I was recently reminded of what is easily my favorite political story of the last five years. It involves Democrat Martha Coakley, the Massachusetts candidate for Senate who was running in a special election earlier this year.

Toward the end of what was universally panned as one of the most neglected and worst run campaigns in MA Democratic political history, Coakley made some comment ( and I’m paraphrasing here ) along the lines of, “what do you expect me to do??!! stand outside Fenway Park to shake hands??!! In the cold?!! I don’t think so.”

Really. Well, we all know what happened next. Scott Brown the Playgirl centerfold went on to defeat her with his simple retort about the seat they were both seeking not belonging to Kennedy ( Teddy, who held it for about 176 years ) but to the people of the Commonwealth.

□ □ □

In the political story above, who defeated Martha Coakley?

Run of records
□ □ □

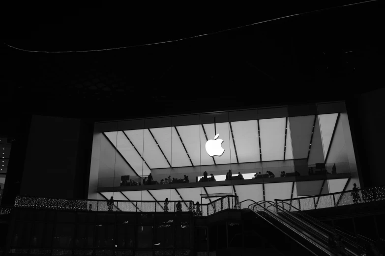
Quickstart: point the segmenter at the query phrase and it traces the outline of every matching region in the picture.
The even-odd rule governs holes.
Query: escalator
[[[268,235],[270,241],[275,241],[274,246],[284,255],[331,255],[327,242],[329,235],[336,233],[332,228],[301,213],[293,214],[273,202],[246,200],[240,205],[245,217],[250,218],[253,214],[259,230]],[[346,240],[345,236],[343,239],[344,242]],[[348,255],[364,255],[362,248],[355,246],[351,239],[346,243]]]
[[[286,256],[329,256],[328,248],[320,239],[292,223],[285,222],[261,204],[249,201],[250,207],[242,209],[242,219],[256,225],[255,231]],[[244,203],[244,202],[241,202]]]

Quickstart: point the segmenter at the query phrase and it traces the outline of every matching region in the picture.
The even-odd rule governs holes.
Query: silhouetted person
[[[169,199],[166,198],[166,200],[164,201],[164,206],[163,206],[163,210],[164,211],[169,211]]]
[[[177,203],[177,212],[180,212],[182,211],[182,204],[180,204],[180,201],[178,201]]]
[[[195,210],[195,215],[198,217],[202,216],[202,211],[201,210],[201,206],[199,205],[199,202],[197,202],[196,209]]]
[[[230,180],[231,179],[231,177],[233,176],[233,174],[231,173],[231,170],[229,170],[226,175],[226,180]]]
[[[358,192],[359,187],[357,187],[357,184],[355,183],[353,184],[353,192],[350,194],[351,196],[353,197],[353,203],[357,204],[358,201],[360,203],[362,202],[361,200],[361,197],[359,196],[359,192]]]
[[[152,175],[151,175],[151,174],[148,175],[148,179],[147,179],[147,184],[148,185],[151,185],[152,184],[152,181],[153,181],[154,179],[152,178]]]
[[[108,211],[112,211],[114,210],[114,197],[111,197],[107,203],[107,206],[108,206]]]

□ □ □

Worked solution
Scott Brown